> **Written problem**
Reproduce verbatim the lines of the records below, starting at the line that contains "Target: black top" and ending at the line that contains "column 762, row 490", with both of those lines included.

□ □ □

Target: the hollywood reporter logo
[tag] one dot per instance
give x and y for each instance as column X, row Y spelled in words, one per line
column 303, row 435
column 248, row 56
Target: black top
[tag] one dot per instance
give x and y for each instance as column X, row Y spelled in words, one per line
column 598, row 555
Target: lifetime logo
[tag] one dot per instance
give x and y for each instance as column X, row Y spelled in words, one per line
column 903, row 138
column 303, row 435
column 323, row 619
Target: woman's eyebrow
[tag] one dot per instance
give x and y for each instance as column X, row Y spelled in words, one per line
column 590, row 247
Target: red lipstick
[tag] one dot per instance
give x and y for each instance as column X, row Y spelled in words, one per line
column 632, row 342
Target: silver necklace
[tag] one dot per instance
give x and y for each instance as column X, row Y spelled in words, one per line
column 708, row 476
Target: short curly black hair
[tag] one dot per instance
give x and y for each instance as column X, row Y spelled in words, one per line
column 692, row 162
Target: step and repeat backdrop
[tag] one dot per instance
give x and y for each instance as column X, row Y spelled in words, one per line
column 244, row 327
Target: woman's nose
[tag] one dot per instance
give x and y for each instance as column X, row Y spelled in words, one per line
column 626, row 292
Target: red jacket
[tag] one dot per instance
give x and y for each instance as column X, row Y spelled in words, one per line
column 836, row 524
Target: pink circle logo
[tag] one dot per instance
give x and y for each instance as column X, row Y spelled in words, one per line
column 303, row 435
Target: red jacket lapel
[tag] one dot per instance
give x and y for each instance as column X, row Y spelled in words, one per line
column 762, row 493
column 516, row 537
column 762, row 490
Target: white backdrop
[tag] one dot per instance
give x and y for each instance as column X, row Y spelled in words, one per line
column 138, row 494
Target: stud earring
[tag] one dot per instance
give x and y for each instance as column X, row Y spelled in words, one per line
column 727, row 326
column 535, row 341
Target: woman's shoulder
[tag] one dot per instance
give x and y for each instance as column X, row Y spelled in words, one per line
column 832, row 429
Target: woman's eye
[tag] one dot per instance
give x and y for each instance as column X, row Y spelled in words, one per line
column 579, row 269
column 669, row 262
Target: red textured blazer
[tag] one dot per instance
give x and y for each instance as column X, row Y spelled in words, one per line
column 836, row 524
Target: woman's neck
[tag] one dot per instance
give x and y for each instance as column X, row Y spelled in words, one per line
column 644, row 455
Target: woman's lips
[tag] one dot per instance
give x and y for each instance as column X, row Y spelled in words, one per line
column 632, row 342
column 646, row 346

□ □ □

> **Answer to this task**
Target: black top
[tag] one dot per instance
give x and y for each instance as column X, row Y spelled in words, one per line
column 598, row 555
Target: lifetime logo
[tag] one dot per instance
give x and y for each instance as column X, row Y spelled in words, one per line
column 903, row 138
column 303, row 435
column 323, row 619
Target: woman's eyebrow
[tag] one dot per instance
give x and y for each instance as column X, row Y spelled in words, one per line
column 590, row 247
Target: red lipstick
[tag] one dot per instance
give x and y for each instance as column X, row Y spelled in words, one per line
column 632, row 342
Target: silver necklace
[tag] one dot per instance
give x and y for each instance as column X, row Y spelled in words, one per line
column 708, row 476
Target: short curly black hair
[tag] one dot per instance
give x and y for each instance as column X, row Y spelled in words, one per line
column 692, row 162
Target: step and repeat backdrop
[tag] one dot per instance
give x and y for each instance as column X, row Y spelled in words, one per line
column 244, row 327
Target: woman's nose
[tag] one dot per instance
give x and y for each instance as column X, row Y spelled in words, one per line
column 626, row 292
Target: red jacket
[tag] one dot per instance
give x and y for each instance as column X, row Y spelled in words, one per line
column 836, row 524
Target: pink circle logo
[tag] one dot per instance
give x and y for each instance as column X, row Y spelled in words, one per line
column 303, row 435
Target: red jacket lapel
[tag] one dot per instance
give x and y for each instance as column X, row Y spelled in words, one per line
column 762, row 493
column 516, row 537
column 762, row 490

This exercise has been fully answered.